• **Schriftliche Aufgabe**: Zitiere aus dem Text über das Hotel Angst wörtlich die Stelle von „Hotelnamen sind Schall“ bis einschließlich „alte Glanz zurückkehren.“.
--- Extrahierter Text ---
Angst unter Palmen
Dieses Hotel in Bordighera versprach seinen Gästen Nervenkitzel.
Hotelnamen sind Schall und Rauch. Mögen sie Metropol, Excelsior oder Splendid heißen: Spätestens am Tag der Abreise sind sie vergessen. Ein Haus, das seinen Gästen noch nach Jahren in Erinnerung blieb, war das Hotel Angst in Bordighera. Könige, Staatsoberhäupter und die Spitzen der Gesellschaft gingen hier ein und aus – und genossen den Nervenkitzel des Namens. 75 Jahre lang verfiel das einst beste Haus an der Riviera zur Ruine. Nun soll der alte Glanz zurückkehren.
Bordighera ist ein verschlafener Ferienort an der italienischen Riviera. Das war nicht immer so. Im späten 19. Jahrhundert besaß die Stadt einen klangvolleren Namen als Nizza, Cannes oder das nur wenige Kilometer entfernte San Remo. Mehr als 3.000 wohlhabende Briten pflegten dort die Wintermonate bei milden Temperaturen zu verbringen, bevor sie sich im Mai auf die Insel zurückzogen. Wenn im Sommer bestes Badewetter herrschte, glich Bordighera einer Geisterstadt. Die Hotels und Restaurants waren geschlossen, die Fensterläden der Villen fest verriegelt. Erst als die Hitze im Oktober abklang, erwachte der Ort zu neuem Leben.
--- Zeilen ---
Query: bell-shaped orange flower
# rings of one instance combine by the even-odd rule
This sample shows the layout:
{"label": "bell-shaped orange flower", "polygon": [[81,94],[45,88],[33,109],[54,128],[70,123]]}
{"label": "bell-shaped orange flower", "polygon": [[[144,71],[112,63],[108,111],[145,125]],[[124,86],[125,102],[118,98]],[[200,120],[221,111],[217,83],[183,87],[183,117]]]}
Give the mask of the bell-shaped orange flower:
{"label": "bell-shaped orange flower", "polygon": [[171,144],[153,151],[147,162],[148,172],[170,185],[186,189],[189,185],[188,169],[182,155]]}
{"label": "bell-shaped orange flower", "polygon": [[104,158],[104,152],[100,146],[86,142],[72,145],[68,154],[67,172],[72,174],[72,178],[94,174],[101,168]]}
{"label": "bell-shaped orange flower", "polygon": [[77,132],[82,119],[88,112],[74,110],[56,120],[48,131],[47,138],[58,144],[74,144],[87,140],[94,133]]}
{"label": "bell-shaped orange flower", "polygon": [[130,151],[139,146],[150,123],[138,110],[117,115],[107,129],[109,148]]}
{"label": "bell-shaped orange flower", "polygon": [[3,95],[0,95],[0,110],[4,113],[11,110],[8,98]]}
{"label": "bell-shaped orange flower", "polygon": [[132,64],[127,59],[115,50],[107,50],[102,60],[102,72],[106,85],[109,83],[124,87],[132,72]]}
---
• **Lösung der Aufgabe**:
Hotelnamen sind Schall und Rauch. Mögen sie Metropol, Excelsior oder Splendid heißen: Spätestens am Tag der Abreise sind sie vergessen. Ein Haus, das seinen Gästen noch nach Jahren in Erinnerung blieb, war das Hotel Angst in Bordighera. Könige, Staatsoberhäupter und die Spitzen der Gesellschaft gingen hier ein und aus – und genossen den Nervenkitzel des Namens. 75 Jahre lang verfiel das einst beste Haus an der Riviera zur Ruine. Nun soll der alte Glanz zurückkehren.